◆ **Input material**

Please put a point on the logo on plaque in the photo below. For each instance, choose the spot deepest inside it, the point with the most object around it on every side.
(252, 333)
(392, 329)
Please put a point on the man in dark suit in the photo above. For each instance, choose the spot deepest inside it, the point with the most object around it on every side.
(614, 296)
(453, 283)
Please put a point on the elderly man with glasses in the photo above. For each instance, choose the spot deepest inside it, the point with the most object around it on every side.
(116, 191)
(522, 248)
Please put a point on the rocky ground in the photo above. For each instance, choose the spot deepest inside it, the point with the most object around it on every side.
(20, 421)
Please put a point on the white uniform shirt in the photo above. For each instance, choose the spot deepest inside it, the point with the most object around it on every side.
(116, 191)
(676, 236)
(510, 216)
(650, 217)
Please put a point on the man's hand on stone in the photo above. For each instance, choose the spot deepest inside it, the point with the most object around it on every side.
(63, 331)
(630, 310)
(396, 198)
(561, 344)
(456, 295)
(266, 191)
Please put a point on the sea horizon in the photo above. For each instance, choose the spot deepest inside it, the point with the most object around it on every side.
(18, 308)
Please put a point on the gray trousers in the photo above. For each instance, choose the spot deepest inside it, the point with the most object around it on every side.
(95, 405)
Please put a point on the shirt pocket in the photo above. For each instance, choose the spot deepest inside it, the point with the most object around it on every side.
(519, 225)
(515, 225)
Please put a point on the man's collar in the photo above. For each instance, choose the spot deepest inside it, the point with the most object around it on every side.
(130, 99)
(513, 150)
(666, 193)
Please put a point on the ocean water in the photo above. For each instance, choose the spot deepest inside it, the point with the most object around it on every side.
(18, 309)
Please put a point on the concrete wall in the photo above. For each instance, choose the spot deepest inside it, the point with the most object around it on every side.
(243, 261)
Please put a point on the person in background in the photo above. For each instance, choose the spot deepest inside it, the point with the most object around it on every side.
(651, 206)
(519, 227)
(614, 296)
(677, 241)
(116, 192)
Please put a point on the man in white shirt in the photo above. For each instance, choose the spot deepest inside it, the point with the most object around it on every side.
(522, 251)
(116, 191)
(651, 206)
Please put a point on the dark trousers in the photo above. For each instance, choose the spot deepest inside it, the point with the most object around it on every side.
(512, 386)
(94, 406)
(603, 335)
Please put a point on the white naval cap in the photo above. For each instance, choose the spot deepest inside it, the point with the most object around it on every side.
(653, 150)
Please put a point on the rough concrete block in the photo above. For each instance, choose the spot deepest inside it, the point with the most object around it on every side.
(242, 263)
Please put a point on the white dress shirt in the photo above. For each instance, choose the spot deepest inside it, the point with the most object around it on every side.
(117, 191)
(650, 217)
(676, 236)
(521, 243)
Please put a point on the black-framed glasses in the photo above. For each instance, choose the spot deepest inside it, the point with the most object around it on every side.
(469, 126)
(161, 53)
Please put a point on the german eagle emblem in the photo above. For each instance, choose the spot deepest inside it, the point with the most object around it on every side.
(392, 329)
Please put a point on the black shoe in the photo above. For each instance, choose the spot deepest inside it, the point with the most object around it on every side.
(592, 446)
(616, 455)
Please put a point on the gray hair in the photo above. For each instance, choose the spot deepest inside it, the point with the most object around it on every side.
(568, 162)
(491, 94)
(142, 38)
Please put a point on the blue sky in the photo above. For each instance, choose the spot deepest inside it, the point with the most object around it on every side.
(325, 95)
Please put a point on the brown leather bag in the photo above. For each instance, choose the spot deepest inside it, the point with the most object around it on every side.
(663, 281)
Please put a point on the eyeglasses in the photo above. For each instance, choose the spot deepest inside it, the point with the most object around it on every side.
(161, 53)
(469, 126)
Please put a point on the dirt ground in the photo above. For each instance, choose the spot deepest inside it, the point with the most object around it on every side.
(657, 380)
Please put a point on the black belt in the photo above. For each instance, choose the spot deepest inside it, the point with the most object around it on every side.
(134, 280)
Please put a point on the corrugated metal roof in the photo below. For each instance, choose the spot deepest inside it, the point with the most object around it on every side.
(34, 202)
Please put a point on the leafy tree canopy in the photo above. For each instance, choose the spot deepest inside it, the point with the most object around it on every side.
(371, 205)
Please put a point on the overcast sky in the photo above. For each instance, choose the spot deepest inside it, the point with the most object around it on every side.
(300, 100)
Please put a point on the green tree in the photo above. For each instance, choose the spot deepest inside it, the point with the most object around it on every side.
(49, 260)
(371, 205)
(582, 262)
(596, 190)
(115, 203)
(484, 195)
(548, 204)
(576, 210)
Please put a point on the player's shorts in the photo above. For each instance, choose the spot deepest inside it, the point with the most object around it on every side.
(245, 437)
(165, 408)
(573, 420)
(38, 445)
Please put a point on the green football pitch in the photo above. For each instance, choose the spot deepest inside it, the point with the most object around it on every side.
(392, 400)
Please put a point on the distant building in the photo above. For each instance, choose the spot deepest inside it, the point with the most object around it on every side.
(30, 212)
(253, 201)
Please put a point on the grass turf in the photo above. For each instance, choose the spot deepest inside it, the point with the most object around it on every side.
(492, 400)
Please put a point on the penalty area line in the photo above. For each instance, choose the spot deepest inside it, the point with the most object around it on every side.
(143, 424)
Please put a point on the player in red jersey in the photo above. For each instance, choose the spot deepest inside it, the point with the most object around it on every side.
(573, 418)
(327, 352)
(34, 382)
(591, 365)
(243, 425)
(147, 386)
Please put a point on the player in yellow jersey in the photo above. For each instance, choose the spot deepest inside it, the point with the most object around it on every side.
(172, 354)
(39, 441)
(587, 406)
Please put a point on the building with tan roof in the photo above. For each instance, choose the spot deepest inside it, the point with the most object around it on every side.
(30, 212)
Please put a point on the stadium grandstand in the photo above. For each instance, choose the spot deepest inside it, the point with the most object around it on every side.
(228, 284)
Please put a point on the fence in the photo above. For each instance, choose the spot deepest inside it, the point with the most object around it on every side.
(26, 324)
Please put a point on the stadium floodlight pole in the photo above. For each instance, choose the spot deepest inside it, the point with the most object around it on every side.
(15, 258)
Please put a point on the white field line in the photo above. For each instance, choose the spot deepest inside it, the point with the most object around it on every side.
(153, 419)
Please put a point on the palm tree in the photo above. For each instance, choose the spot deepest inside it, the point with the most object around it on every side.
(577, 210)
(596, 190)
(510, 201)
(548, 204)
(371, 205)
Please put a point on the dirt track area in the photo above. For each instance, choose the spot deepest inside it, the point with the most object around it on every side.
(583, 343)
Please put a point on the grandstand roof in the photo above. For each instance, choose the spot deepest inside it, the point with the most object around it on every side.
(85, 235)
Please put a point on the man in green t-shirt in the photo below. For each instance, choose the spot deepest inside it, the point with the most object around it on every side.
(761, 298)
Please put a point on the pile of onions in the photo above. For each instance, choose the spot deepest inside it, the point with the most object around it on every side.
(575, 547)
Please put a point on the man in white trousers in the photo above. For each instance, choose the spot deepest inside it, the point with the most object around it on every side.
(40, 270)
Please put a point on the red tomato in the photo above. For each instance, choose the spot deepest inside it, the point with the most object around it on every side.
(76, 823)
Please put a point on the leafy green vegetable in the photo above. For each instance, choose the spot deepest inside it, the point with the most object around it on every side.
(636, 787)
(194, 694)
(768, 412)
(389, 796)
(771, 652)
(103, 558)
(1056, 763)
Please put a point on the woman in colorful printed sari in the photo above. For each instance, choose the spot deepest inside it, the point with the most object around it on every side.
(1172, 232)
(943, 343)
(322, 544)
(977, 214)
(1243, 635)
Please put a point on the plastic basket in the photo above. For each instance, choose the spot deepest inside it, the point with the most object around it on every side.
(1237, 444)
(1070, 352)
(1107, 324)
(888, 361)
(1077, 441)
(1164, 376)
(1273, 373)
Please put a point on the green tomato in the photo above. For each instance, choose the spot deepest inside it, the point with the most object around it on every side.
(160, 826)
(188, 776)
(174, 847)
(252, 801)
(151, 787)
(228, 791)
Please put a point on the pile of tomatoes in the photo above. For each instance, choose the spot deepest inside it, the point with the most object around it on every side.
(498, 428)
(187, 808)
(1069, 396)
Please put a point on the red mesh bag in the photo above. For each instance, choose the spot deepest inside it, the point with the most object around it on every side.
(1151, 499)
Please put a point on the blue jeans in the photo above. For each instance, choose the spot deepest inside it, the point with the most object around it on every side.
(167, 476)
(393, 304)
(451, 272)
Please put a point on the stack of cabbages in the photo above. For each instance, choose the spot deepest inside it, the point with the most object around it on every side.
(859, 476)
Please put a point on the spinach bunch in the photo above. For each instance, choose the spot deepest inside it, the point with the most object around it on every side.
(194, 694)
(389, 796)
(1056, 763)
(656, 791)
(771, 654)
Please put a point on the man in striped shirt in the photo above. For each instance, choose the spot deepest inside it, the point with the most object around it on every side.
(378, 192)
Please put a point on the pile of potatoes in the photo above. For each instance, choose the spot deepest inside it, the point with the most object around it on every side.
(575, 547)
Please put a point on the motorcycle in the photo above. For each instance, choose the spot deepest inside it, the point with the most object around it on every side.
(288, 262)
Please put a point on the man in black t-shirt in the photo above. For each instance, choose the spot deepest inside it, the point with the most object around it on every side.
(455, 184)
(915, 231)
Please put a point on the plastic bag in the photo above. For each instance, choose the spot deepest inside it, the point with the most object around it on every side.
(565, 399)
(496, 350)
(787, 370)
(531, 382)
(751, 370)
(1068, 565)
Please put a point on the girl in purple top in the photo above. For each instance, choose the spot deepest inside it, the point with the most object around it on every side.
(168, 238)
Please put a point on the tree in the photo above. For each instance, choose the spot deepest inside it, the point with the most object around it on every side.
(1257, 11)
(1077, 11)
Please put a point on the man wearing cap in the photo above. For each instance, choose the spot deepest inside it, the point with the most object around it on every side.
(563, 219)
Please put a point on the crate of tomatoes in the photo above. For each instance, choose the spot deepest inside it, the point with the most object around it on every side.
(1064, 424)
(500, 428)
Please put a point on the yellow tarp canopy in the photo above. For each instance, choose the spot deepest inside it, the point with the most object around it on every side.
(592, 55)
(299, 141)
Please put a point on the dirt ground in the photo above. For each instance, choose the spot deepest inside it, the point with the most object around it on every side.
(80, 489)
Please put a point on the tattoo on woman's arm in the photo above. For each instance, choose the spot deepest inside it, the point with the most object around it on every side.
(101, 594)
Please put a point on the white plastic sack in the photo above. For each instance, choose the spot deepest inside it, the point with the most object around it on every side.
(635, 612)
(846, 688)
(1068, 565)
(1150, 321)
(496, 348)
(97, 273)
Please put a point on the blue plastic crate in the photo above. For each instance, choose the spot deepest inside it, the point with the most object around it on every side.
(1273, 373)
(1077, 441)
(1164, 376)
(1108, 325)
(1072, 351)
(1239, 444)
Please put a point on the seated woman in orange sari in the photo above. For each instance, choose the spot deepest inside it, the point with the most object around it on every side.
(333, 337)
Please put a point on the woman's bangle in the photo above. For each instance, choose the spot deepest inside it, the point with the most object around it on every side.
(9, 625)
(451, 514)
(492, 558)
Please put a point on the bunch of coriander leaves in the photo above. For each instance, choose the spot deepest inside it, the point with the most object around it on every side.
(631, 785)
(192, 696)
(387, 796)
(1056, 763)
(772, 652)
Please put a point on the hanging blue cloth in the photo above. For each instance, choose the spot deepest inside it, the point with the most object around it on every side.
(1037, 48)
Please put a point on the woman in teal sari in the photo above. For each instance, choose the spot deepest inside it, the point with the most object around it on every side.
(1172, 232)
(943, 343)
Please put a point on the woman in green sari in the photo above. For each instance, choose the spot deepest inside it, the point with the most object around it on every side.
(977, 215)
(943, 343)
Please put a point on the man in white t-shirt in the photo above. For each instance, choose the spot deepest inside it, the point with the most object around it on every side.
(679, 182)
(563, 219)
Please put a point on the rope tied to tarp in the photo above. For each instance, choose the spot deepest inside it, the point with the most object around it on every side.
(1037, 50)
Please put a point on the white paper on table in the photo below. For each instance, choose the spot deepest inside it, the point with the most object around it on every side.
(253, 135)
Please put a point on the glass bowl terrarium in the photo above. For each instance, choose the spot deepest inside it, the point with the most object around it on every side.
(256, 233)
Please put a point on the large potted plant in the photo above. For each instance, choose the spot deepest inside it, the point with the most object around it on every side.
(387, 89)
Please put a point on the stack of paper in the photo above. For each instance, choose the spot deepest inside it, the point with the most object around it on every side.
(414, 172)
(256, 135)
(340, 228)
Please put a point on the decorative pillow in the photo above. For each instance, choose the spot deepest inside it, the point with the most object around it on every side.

◆ **Goal**
Keep only the lines from the one containing "Please put a point on the woman in teal" to the end of the entries, and repeat them exactly.

◆ **Result of the task**
Please put a point on the woman in teal sari in the photo above. For each instance, choose the spot deepest inside it, the point with the most object around it on every side.
(1172, 232)
(943, 343)
Please put a point on the woman in green sari in the photo above. For each instance, choose the spot deepest inside it, the point with the most object around it on every side.
(977, 215)
(943, 343)
Please put a point on the man in white t-shirt in the photo above. For each instance, choose the spot deepest inside it, the point with the most object around it on every side.
(679, 182)
(563, 219)
Please put a point on the rope tied to tarp in the photo above. For each instance, choose the spot deepest inside it, the point with the most object around it on every side.
(1037, 50)
Please put a point on the white paper on table in the photo below. For each instance, choose the spot deepest inside it, the point with the most object around it on every side.
(253, 135)
Please put a point on the glass bowl terrarium in the photo above. For each instance, choose the spot deepest inside it, the point with the most object around it on every side.
(256, 233)
Please put a point on the large potted plant in the photo above. For each instance, choose the spot deepest inside it, the point with the most object around it on every side.
(387, 89)
Please put a point on the stack of paper in the photo above. For each instance, choose the spot deepest inside it, the point with the most object around it on every side.
(414, 172)
(256, 135)
(340, 228)
Please put a point on the decorative pillow in the photo above. For each instance, choose the spot deepest inside it, the point with the most object around it on every side.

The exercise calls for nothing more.